■ **EXTRACTED MATERIAL**

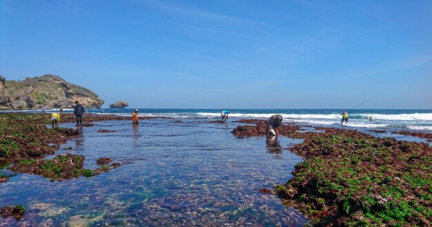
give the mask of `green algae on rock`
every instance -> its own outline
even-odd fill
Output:
[[[255,126],[237,126],[232,132],[264,136],[264,122],[244,121]],[[308,215],[315,226],[431,226],[431,146],[354,130],[315,128],[324,132],[301,132],[295,125],[278,128],[281,135],[304,139],[288,150],[305,161],[286,184],[274,186],[284,203]]]
[[[432,148],[324,129],[290,148],[306,159],[275,186],[314,226],[424,226],[432,221]]]
[[[84,169],[84,159],[83,155],[64,153],[52,159],[23,159],[10,169],[19,172],[37,174],[52,181],[97,175],[95,171]]]
[[[0,209],[0,215],[3,218],[13,217],[17,220],[20,220],[26,213],[26,208],[23,206],[17,205],[14,207],[4,206]]]

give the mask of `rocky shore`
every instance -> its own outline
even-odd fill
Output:
[[[1,174],[5,168],[61,181],[90,177],[121,166],[104,157],[97,160],[97,169],[85,169],[85,157],[70,153],[43,159],[68,139],[81,136],[75,129],[47,128],[49,119],[49,114],[0,114],[0,185],[13,177]],[[104,120],[130,117],[91,114],[84,117],[88,126]],[[75,121],[74,115],[63,114],[60,126]],[[238,122],[246,125],[235,128],[234,135],[265,137],[265,121]],[[293,177],[286,184],[262,188],[261,193],[277,194],[283,203],[310,217],[315,226],[431,226],[432,147],[429,144],[377,138],[353,130],[304,128],[295,124],[279,128],[281,135],[304,139],[286,148],[304,161],[295,166]],[[26,208],[14,205],[0,210],[3,217],[19,219]]]
[[[240,122],[255,125],[237,127],[235,135],[265,136],[264,121]],[[322,132],[302,132],[295,125],[279,128],[281,135],[304,139],[288,148],[304,161],[293,178],[274,186],[284,203],[315,226],[431,226],[432,147],[353,130],[315,129]]]
[[[53,181],[80,176],[90,177],[121,166],[119,163],[108,166],[112,159],[104,158],[104,161],[98,161],[101,166],[99,168],[84,169],[85,157],[69,153],[59,155],[52,159],[43,159],[46,155],[55,154],[68,139],[81,136],[76,129],[47,128],[50,116],[50,114],[0,114],[0,184],[14,176],[2,174],[2,169],[5,168],[17,172],[39,175]],[[86,114],[85,119],[87,124],[91,124],[93,121],[129,120],[130,117]],[[73,115],[61,115],[61,122],[75,121]],[[14,217],[17,220],[25,212],[25,208],[19,205],[0,209],[0,215],[3,217]]]

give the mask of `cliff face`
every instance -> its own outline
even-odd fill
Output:
[[[73,108],[78,101],[86,108],[100,108],[104,100],[91,90],[55,75],[7,81],[0,76],[0,108]]]

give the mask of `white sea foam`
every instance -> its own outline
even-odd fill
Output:
[[[373,116],[377,120],[396,120],[396,121],[432,121],[432,113],[413,113],[402,115],[378,115],[378,114],[356,114],[351,117],[360,116],[361,118],[368,119]]]

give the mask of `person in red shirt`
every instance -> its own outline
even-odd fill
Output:
[[[138,109],[135,109],[135,112],[132,114],[132,124],[138,124]]]

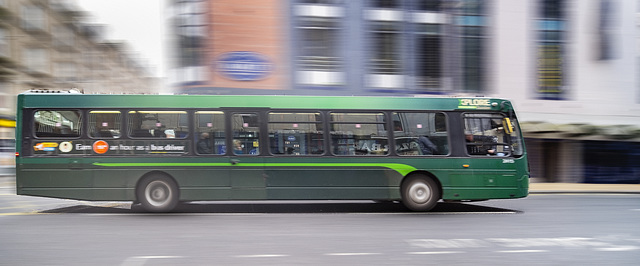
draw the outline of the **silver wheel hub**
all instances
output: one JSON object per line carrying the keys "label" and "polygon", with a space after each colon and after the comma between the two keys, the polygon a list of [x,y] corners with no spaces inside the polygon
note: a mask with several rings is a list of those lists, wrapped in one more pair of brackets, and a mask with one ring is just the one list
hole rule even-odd
{"label": "silver wheel hub", "polygon": [[419,204],[427,203],[431,198],[431,189],[423,183],[416,183],[409,188],[411,201]]}
{"label": "silver wheel hub", "polygon": [[164,181],[152,181],[144,190],[147,201],[153,206],[161,206],[171,199],[171,189]]}

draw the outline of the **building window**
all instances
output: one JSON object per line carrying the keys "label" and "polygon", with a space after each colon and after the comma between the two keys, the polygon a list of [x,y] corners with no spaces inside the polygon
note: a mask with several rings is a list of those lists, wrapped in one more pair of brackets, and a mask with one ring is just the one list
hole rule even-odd
{"label": "building window", "polygon": [[299,20],[302,44],[298,64],[302,70],[338,71],[339,27],[335,18],[305,17]]}
{"label": "building window", "polygon": [[55,64],[56,78],[61,82],[77,81],[76,65],[74,63],[63,62]]}
{"label": "building window", "polygon": [[439,90],[442,87],[442,63],[441,44],[442,35],[440,24],[418,24],[416,31],[416,52],[415,57],[416,85],[427,91]]}
{"label": "building window", "polygon": [[373,7],[377,8],[398,8],[400,6],[399,0],[374,0]]}
{"label": "building window", "polygon": [[31,71],[49,73],[48,53],[42,48],[27,48],[24,50],[24,64]]}
{"label": "building window", "polygon": [[542,99],[560,99],[566,86],[565,2],[542,0],[537,41],[537,94]]}
{"label": "building window", "polygon": [[22,7],[22,28],[26,30],[46,31],[45,18],[44,10],[38,6]]}
{"label": "building window", "polygon": [[207,37],[206,1],[180,0],[174,6],[174,26],[178,35],[178,62],[181,67],[204,64],[202,49]]}
{"label": "building window", "polygon": [[438,12],[441,10],[443,0],[419,0],[418,10]]}
{"label": "building window", "polygon": [[400,23],[375,21],[372,25],[373,53],[371,57],[372,74],[399,74],[400,66]]}
{"label": "building window", "polygon": [[484,13],[482,0],[463,0],[457,24],[462,42],[462,90],[477,92],[484,86]]}
{"label": "building window", "polygon": [[9,51],[9,31],[4,28],[0,28],[0,56],[11,57]]}

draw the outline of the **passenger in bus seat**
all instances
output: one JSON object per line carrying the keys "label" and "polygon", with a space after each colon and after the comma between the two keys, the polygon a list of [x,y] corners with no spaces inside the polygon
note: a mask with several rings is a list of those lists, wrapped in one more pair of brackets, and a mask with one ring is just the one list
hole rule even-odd
{"label": "passenger in bus seat", "polygon": [[418,138],[418,145],[420,145],[420,151],[422,155],[434,155],[438,154],[438,147],[431,142],[427,136],[420,136]]}
{"label": "passenger in bus seat", "polygon": [[465,134],[469,155],[496,155],[495,137]]}
{"label": "passenger in bus seat", "polygon": [[198,140],[196,149],[199,154],[213,153],[213,150],[211,149],[211,140],[209,139],[209,133],[203,132],[202,134],[200,134],[200,139]]}

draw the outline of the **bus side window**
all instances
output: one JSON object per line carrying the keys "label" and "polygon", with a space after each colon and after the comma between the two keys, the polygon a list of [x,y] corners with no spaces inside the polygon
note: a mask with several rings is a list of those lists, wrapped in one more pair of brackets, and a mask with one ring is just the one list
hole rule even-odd
{"label": "bus side window", "polygon": [[389,136],[383,113],[331,113],[335,155],[387,155]]}
{"label": "bus side window", "polygon": [[443,113],[393,113],[396,152],[401,156],[449,153],[446,117]]}
{"label": "bus side window", "polygon": [[33,114],[34,133],[38,138],[80,137],[82,115],[72,110],[38,110]]}
{"label": "bus side window", "polygon": [[273,155],[323,154],[321,114],[269,113],[269,147]]}
{"label": "bus side window", "polygon": [[465,145],[469,155],[510,154],[508,135],[502,127],[500,114],[464,114]]}
{"label": "bus side window", "polygon": [[189,135],[186,111],[130,111],[129,135],[134,138],[184,139]]}
{"label": "bus side window", "polygon": [[258,114],[233,114],[231,118],[233,141],[231,147],[235,155],[258,155],[260,129]]}
{"label": "bus side window", "polygon": [[198,154],[225,154],[227,152],[224,113],[198,111],[196,115],[196,152]]}
{"label": "bus side window", "polygon": [[120,138],[122,114],[120,111],[94,110],[89,112],[89,137]]}

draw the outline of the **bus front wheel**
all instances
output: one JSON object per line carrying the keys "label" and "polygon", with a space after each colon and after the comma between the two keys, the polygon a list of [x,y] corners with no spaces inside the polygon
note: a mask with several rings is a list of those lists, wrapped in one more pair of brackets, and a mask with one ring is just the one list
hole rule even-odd
{"label": "bus front wheel", "polygon": [[138,202],[150,212],[169,212],[178,205],[176,182],[164,175],[150,175],[140,181],[136,189]]}
{"label": "bus front wheel", "polygon": [[429,211],[436,206],[438,200],[438,184],[428,176],[411,176],[402,183],[402,203],[413,211]]}

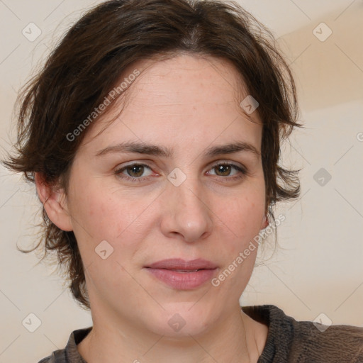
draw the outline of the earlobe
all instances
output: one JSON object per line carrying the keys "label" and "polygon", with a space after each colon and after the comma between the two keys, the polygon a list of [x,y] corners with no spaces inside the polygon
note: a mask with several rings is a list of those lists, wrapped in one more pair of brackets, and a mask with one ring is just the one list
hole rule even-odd
{"label": "earlobe", "polygon": [[49,185],[41,173],[35,173],[35,181],[38,196],[49,219],[62,230],[73,230],[64,190]]}
{"label": "earlobe", "polygon": [[266,228],[269,224],[269,220],[267,219],[267,217],[265,214],[262,218],[262,223],[261,223],[261,230],[264,230],[264,228]]}

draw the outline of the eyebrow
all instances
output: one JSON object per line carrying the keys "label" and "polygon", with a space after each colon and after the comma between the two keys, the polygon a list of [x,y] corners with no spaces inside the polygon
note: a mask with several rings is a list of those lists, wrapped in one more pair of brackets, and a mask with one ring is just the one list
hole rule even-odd
{"label": "eyebrow", "polygon": [[[234,154],[242,151],[251,152],[259,157],[261,156],[261,153],[253,145],[245,141],[238,141],[219,146],[213,146],[207,148],[204,152],[204,155],[206,157],[211,157],[223,154]],[[145,154],[164,157],[171,157],[173,156],[172,150],[167,147],[135,142],[125,142],[108,146],[97,152],[96,156],[102,156],[110,153],[118,152]]]}

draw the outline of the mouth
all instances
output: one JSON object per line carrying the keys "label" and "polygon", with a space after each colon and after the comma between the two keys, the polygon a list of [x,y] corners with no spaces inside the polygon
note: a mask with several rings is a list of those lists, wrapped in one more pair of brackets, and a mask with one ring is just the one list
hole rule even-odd
{"label": "mouth", "polygon": [[177,290],[193,290],[212,279],[218,266],[202,259],[185,261],[169,259],[158,261],[145,268],[154,277]]}
{"label": "mouth", "polygon": [[218,266],[211,261],[203,259],[186,261],[179,258],[172,258],[157,261],[146,267],[150,269],[172,269],[180,272],[189,272],[200,269],[216,269]]}

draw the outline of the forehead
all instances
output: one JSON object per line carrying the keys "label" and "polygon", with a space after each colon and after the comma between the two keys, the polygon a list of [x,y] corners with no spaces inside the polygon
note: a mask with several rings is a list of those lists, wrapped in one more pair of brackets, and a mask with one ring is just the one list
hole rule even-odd
{"label": "forehead", "polygon": [[260,148],[261,122],[257,112],[247,114],[240,106],[248,92],[241,88],[240,74],[228,62],[189,55],[144,60],[125,69],[120,82],[135,69],[140,75],[130,82],[126,97],[121,96],[110,106],[110,112],[93,125],[84,143],[96,135],[95,147],[121,139],[172,140],[175,145],[179,141],[213,139],[218,143],[236,137]]}

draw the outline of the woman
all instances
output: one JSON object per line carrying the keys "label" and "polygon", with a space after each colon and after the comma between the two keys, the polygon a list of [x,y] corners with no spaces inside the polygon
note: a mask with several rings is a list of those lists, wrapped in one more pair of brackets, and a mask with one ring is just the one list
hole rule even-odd
{"label": "woman", "polygon": [[358,362],[363,329],[242,308],[297,123],[269,31],[235,4],[106,1],[23,92],[18,155],[93,326],[45,362]]}

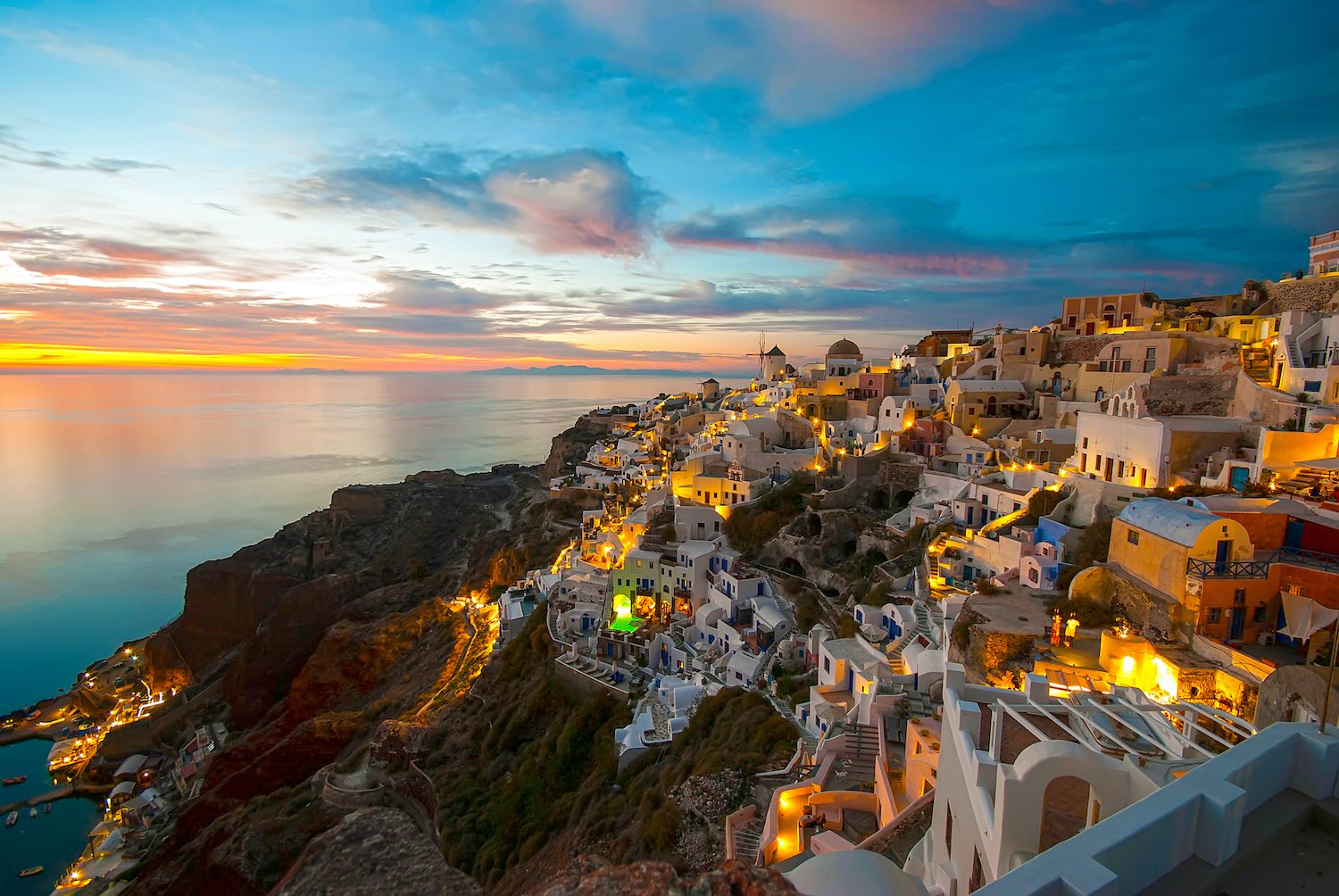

■ **INSTRUCTIONS FOR THE TASK**
Count the lines in the records above that contain the word "give". Reply with the number only.

■ **FULL SOLUTION**
5